Copy out every line of the data exactly; do not include the images.

§ **Supplied records**
==========

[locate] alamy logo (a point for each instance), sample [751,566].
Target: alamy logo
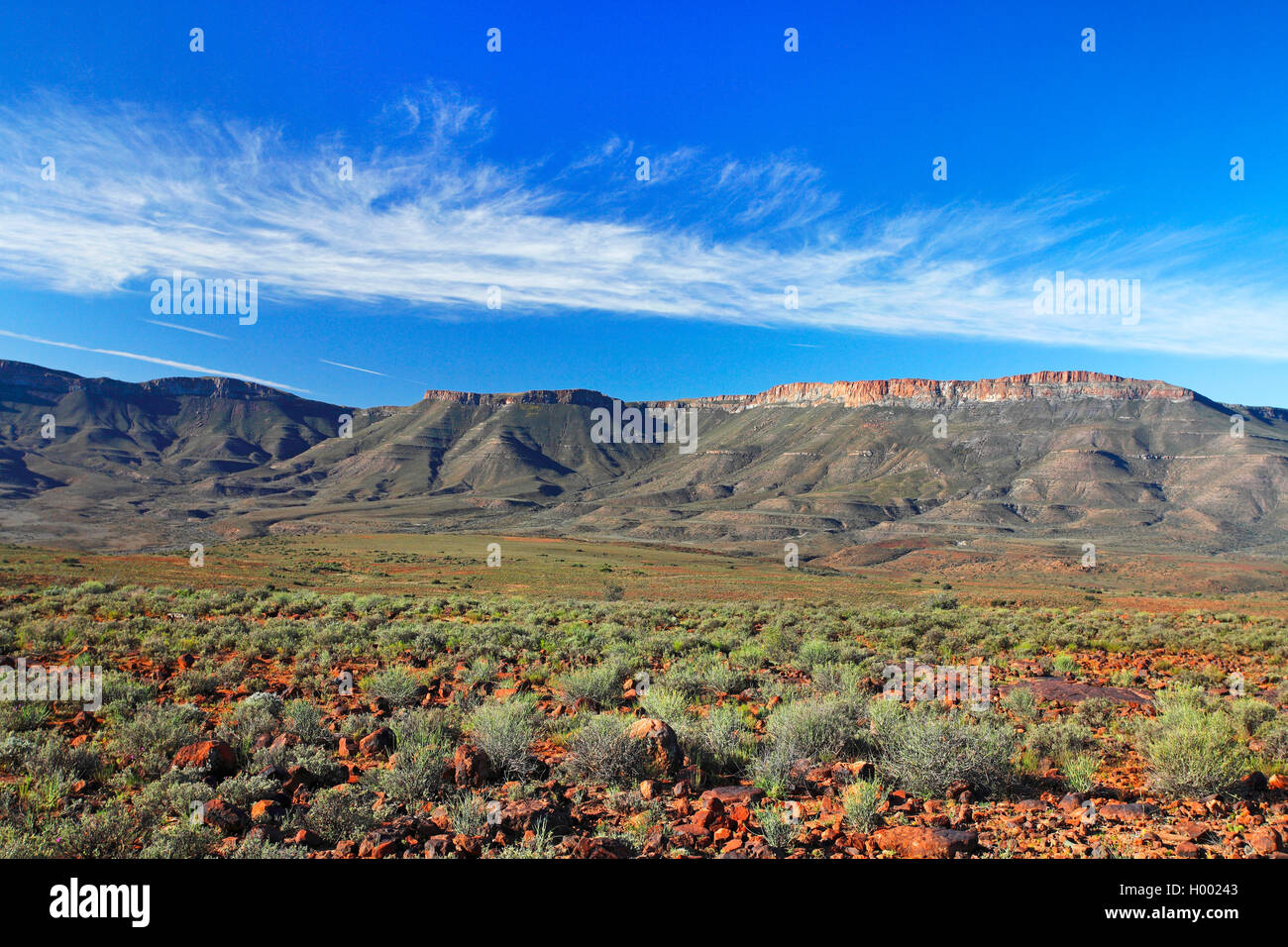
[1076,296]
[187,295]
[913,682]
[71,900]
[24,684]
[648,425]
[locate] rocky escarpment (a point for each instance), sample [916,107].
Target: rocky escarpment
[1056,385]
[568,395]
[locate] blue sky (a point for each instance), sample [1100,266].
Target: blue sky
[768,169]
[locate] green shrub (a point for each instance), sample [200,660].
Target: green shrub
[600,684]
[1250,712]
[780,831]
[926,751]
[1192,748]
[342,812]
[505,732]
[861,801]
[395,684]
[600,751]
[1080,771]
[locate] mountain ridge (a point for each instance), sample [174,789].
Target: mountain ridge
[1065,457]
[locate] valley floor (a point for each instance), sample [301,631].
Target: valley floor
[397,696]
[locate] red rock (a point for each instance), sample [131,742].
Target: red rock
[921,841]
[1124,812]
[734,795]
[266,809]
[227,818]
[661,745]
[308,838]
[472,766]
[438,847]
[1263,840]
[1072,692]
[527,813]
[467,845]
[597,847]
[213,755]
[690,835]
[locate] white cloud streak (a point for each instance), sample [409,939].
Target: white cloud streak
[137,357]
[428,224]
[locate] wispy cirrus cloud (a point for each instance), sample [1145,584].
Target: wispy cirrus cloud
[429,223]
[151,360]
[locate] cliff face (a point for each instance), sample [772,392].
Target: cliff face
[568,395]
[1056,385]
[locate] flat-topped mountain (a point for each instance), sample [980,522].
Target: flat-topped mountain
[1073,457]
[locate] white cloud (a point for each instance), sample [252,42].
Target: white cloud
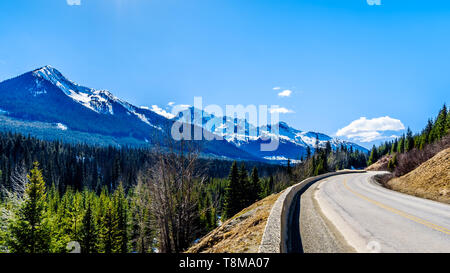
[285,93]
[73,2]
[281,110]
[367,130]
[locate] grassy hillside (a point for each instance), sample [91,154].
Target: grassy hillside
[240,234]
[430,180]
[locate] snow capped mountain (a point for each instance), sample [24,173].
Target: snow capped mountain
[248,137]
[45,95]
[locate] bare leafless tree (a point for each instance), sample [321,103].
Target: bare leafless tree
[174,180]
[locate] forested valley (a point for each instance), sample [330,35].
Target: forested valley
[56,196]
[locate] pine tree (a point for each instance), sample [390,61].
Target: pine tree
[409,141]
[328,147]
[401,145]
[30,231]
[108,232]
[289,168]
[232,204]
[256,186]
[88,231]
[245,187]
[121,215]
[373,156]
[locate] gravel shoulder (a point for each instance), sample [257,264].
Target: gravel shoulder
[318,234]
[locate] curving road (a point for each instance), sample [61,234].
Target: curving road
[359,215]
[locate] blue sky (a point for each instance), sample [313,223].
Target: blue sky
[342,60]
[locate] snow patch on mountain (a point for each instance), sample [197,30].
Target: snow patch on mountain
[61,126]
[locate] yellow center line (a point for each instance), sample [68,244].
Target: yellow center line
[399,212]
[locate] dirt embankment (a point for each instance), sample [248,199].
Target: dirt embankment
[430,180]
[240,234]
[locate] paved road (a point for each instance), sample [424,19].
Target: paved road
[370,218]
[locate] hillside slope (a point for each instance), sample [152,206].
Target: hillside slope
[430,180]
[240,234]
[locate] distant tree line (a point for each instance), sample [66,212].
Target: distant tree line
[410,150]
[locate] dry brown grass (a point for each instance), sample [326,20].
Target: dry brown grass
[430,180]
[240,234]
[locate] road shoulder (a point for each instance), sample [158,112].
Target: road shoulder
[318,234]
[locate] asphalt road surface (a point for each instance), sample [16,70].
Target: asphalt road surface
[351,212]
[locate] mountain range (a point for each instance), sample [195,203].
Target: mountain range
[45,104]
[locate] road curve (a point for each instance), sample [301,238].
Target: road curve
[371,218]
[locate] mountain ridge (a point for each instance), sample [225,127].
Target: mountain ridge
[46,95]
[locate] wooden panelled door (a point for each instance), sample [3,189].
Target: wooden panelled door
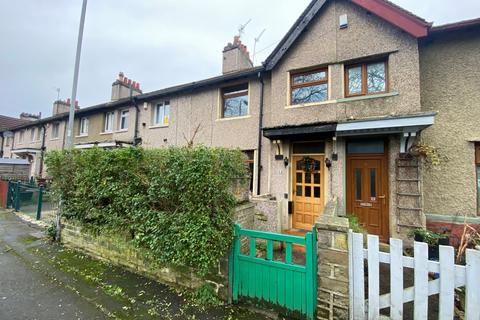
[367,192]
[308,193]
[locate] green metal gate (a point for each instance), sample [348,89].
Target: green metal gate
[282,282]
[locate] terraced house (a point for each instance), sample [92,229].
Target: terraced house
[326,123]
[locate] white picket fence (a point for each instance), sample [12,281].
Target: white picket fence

==========

§ **Exercise response**
[locate] alamy logo (a point for each instance), sample [751,566].
Target: alamy logo
[1076,296]
[187,295]
[913,682]
[71,900]
[24,684]
[648,425]
[locate] rocky escarpment (a point for each instance), sample [916,107].
Target: rocky escarpment
[1056,385]
[568,395]
[locate] blue sky (a point for each instance), sample [1100,266].
Target: blue sky
[768,169]
[locate] green shrub (a point for each instance), sample [200,660].
Target: green shrub
[600,684]
[1250,712]
[780,831]
[926,751]
[1192,748]
[342,812]
[505,732]
[861,801]
[395,684]
[600,751]
[1080,771]
[locate] mountain ridge (a point for each instance), sample [174,789].
Target: mountain ridge
[1065,457]
[locate] valley floor (a point for each instance), sample [301,631].
Target: valley floor
[397,696]
[locate] red rock (a point for each instance), sample [131,742].
Target: red rock
[921,841]
[1124,812]
[734,795]
[266,809]
[227,818]
[661,745]
[308,838]
[472,766]
[438,847]
[1263,840]
[1072,692]
[527,813]
[467,845]
[597,847]
[213,755]
[690,835]
[locate] white cloud streak (a point for each instance), sample [409,939].
Target: white cloud streak
[137,357]
[428,224]
[locate] wispy cirrus cloud (a point for each instance), sample [1145,584].
Target: wispy cirrus cloud
[429,223]
[151,360]
[locate] cliff face (a point for each instance), sample [772,392].
Target: cliff face
[568,395]
[1056,385]
[locate] flat-topped mountain (a point for each instance), sample [980,522].
Target: flat-topped mountain
[1073,457]
[locate] white cloud (a point for each instance), sample [252,42].
Target: white cloud
[285,93]
[73,2]
[281,110]
[367,130]
[locate] grassy hillside (a point for each instance), sample [91,154].
Target: grassy hillside
[240,234]
[430,180]
[locate] snow capped mountain (a point for each instance), sample [24,173].
Target: snow capped mountain
[248,137]
[45,95]
[locate] bare leafless tree (a point for each instance), sample [321,103].
Target: bare leafless tree
[174,180]
[locate] forested valley (a point for each instance), sample [330,35].
Target: forested valley
[56,196]
[locate] pine tree (a point for each instance), sample [390,61].
Target: pine tree
[409,141]
[328,147]
[401,145]
[30,231]
[108,232]
[289,168]
[232,204]
[256,186]
[88,231]
[245,187]
[121,215]
[373,156]
[locate] gravel shoulder (a point for each instance), sample [257,264].
Target: gravel shoulder
[318,234]
[locate] curving road (a point for each instance), sample [61,234].
Target: curving road
[359,215]
[locate] blue sky (a point for each instance), sample [313,223].
Target: blue sky
[342,60]
[locate] snow patch on mountain (a point for each instance), sample [197,30].
Target: snow patch on mountain
[61,126]
[locate] yellow center line (a point for each instance), sample [68,244].
Target: yellow center line
[399,212]
[locate] dirt embankment (a point for each instance), sample [248,199].
Target: dirt embankment
[430,180]
[240,234]
[locate] paved road (a point for each instance), sample [424,19].
Target: paved road
[370,218]
[locate] hillside slope (a point for each instance), sample [152,206].
Target: hillside slope
[430,180]
[240,234]
[locate] distant tree line (a point for each instance), sample [66,212].
Target: distant tree line
[410,150]
[locate] dry brown grass (a point for each instance), sample [326,20].
Target: dry brown grass
[430,180]
[240,234]
[locate] road shoulder (a point for each instance), sample [158,112].
Target: road shoulder
[318,234]
[locate] asphalt road surface (a point for each instance), sample [16,70].
Target: asphalt road surface
[351,212]
[locate] mountain range (a point for each instance), sample [195,203].
Target: mountain range
[45,104]
[locate] road curve (a point for each instance), sample [301,238].
Target: road curve
[371,218]
[locate] mountain ridge (a point for each instance), sample [225,127].
Target: mountain ridge
[46,95]
[locate] wooden panelled door (a point for each instance), sample [3,189].
Target: wooden panelled door
[367,192]
[308,193]
[locate] green metal gate (a point for each instance), sample [348,89].
Target: green metal gate
[282,282]
[locate] terraced house (a point for each instance), sample [92,229].
Target: terraced house
[326,123]
[locate] white picket fence (a point for each instance), sample [12,281].
Target: white picket fence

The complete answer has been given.